* BEGIN *
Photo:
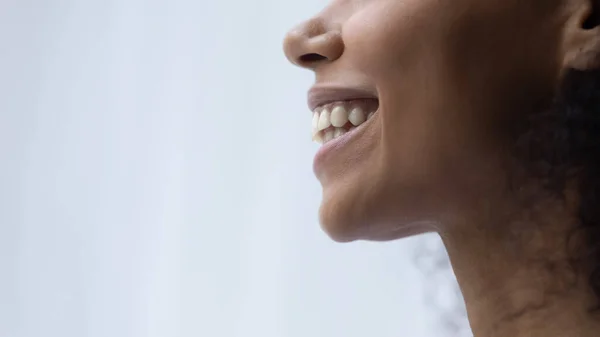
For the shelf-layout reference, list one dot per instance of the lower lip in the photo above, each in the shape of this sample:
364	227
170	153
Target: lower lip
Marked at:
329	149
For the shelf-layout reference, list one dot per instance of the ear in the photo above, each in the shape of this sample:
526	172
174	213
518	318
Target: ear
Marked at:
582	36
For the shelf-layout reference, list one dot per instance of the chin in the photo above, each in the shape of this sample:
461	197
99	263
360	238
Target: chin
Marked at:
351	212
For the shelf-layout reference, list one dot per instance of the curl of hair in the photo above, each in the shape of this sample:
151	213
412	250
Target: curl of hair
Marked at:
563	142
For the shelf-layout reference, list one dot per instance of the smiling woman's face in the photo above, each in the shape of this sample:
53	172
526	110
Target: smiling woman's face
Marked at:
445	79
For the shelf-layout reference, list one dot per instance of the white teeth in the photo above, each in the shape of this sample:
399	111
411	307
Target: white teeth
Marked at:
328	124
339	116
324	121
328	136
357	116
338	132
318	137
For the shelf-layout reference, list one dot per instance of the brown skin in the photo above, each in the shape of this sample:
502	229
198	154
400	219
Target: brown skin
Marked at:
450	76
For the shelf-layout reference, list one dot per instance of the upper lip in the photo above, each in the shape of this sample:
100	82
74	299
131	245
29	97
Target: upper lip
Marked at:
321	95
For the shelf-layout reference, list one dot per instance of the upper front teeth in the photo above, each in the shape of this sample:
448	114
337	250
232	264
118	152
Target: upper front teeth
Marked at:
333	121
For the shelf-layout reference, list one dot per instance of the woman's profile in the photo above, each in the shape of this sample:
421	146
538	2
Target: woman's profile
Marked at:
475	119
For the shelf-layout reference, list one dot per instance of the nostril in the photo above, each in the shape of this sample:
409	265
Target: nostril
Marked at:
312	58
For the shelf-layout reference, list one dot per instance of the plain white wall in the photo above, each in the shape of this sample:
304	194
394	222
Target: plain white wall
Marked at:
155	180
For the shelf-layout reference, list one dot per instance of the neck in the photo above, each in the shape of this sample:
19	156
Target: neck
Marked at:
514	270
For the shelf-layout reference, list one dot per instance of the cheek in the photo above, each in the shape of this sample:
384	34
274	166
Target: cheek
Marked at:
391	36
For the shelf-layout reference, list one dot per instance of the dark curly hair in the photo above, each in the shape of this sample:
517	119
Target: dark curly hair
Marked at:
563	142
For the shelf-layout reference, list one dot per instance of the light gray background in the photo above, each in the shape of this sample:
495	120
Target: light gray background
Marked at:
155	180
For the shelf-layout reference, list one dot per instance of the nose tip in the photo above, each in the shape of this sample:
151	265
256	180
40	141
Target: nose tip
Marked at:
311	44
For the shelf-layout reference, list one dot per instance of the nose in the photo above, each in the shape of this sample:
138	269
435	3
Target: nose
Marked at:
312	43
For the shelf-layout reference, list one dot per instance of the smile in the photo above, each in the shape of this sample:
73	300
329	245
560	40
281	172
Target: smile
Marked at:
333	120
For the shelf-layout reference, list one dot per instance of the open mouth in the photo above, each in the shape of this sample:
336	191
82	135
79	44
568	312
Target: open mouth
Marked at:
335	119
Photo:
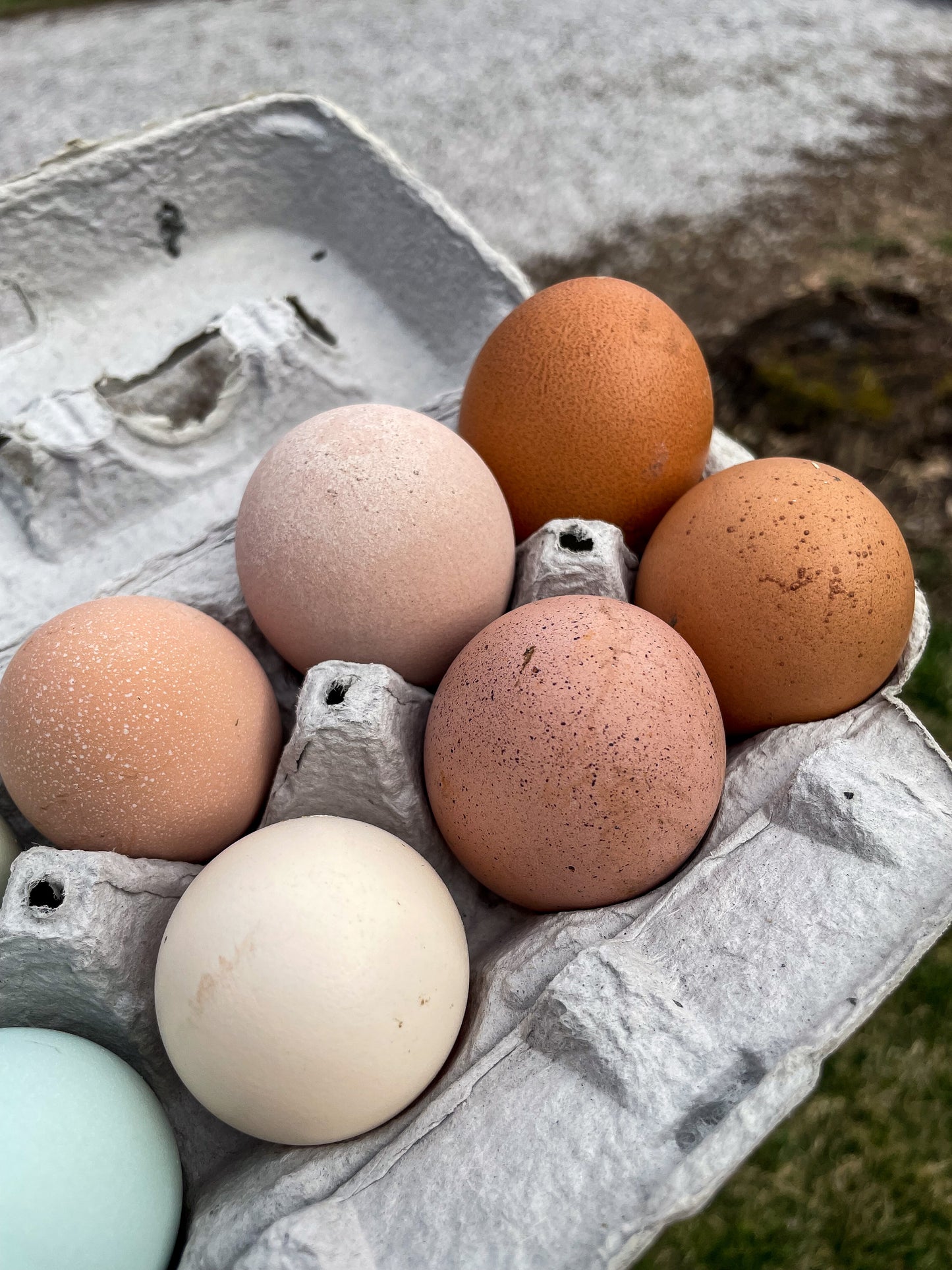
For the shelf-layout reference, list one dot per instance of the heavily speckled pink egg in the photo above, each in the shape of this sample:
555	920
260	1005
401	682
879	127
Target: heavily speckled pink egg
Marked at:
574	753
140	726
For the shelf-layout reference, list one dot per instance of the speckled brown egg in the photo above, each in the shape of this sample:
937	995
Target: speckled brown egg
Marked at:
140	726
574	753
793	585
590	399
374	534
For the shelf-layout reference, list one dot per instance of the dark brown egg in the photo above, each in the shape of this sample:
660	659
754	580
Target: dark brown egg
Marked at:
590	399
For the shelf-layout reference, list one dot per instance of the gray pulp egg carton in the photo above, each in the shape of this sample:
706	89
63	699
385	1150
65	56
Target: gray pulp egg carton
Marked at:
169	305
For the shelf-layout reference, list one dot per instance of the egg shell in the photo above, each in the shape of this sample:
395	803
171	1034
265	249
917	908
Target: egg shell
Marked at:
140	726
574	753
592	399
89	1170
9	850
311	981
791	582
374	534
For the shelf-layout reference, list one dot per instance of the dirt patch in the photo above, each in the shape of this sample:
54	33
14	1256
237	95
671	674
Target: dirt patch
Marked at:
* END *
Reproduce the entire listing, substituting "pantry inventory" for every occurrence of "shelf-layout reference" and changing nothing else. Omit the pictures from the reproduction.

**TASK SOLUTION:**
Photo:
For the pantry inventory, list one dot per instance of the lower lip in the photo above, each in the shape of this sample:
364	227
170	153
Target: lower lip
Marked at:
329	149
For the pantry inventory, list one dot per instance of the ear in the photo above, each in the shape of this sample:
526	172
174	213
518	318
Target: ear
Marked at:
582	36
For the pantry inventory, list one dot per instance of the chin in the photo above, each in the shape of this sample:
461	197
99	263
360	238
Target: chin
Marked at:
351	212
For the pantry inventory, list one dot per instance of the curl of hair in the photo above, each in the shape of this sample:
151	213
412	250
Target: curl of hair
Marked at:
563	142
For the pantry inventory, list one dot per instance of the smiling woman's face in the photo above, each in the shape of this sample:
53	172
526	110
Target: smiling woman's face
Marked at:
445	79
For the pantry inventory, list one dot per instance of the white teeth in the photo above, each in the shape of this sample:
399	111
411	307
Target: white teeth
Marked at:
328	124
339	116
324	121
328	136
357	116
338	132
318	137
For the pantry inventory, list one dot per instance of the brown skin in the photo above, each in the shape of this sample:
502	229
198	154
400	219
Target: brown skin
Marked at:
450	76
For the pantry inventory, list one dot per instance of the upper lip in the photo above, each in the shape of this sample:
100	82
74	299
131	245
29	97
Target: upper lip
Marked at:
321	95
For the pantry inventory, list one dot per instance of the upper front teeth in the photo above, each in the shape of this sample:
448	114
337	250
232	264
118	152
Target: upper front teeth
Marked at:
333	121
For the pantry inventory, list one dot per instance of the woman's profile in the photo above, each in the shape of this sample:
421	146
538	2
Target: woman's profile
Marked at:
475	119
For the pantry inventory, list one dot per instance of the nostril in the photo above, each in the shape of this sample:
409	265
Target: nostril
Marked at:
312	58
For the pantry inventory, list one dot per instance of the plain white wall in the photo above, each in the shape of this sample:
304	194
394	222
Target: plain white wall
Marked at:
155	180
For the pantry inventory, list one dot per instance of the neck in the photo above, each in the shape of this sample:
19	156
Target: neck
Marked at:
514	270
For the pantry inventory, list one dot per instance of the cheek in the photo above, each in the shape of this sample:
384	34
274	166
Target: cheek
Marked at:
391	36
For the pantry inventory, list one dot per instance of the dark curly hair in the photo above, each in the shape of this sample:
517	119
Target: dark curly hair
Marked at:
563	142
For the pantry inventory, list one dot per instance of the light gray background in the photo above, each in the shape of this sample:
495	120
Target: light gray background
Marked at:
155	180
For the pantry inventory, list one dot per instance of the nose tip in the photo above, each in the shape of this sample:
151	265
256	180
40	141
Target: nose tip
Marked at:
311	44
For the pantry inventory, list one dot per instance of the nose in the photo above, each in the shape of this sample:
138	269
435	3
Target: nose
Marked at:
312	43
For the pantry inventory, list one dot per instance of the smile in the photo above, each in the shape of this sample:
73	300
329	245
560	40
281	172
Target: smile
Marked at:
333	120
For the pantry inventory, list one dot per instance of the open mouth in the photo above, each in the shape of this sample:
336	191
82	135
79	44
568	312
Target: open mouth
Marked at:
335	119
Photo:
For the pantry inventory, list one dot per instance of the heavily speckled pink egg in the photo above, each in the shape of this sample:
555	920
260	1005
401	682
879	127
Target: heavily speckled pink egg
Marked at:
574	753
140	726
For the pantry inventory, list one dot per instance of the speckled brown egg in the photo above, each in the shape of this sample:
937	995
Target: speckled brown egg
Marked at:
140	726
574	753
793	585
590	399
374	534
For the pantry inventory, list one dot per instance of the dark brown egg in the photo above, each in the shape of this sample:
660	659
754	580
Target: dark brown egg
Marked at:
590	399
For the pantry inventory, list one dot per instance of the gray pulp egg carton in the photo above, each in the shape of this sample:
706	89
63	699
385	1150
65	56
Target: gray pulp egg carton
Marked at:
169	305
For the pantry inventory, list one dot per instance of the egg shell in the photo above, each in the shape of this sample:
395	803
171	1034
265	249
917	908
Target: egg shell
Marked at:
140	726
574	753
592	399
89	1170
9	850
311	981
791	582
374	534
For the pantry inventory, list one dot per instance of the dirt patch in the photo above, each in the shape of this sample:
54	33
14	1256
237	95
671	674
Target: dirt patch
Marked at:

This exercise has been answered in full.